Directions – The task calls for an exact copy of the records, without any images.

Given records Block Start

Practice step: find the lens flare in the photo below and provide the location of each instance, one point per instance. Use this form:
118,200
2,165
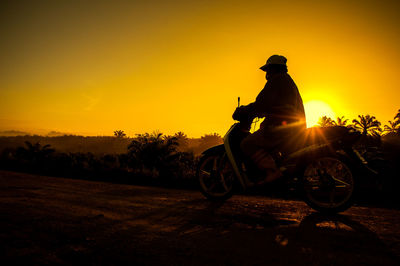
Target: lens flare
315,109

Given records Block End

Output for this task –
Practice step: find the lens flare in the photo below and provide the location of each instance, one point per instance. Use this form:
118,200
2,165
Target: lens flare
315,109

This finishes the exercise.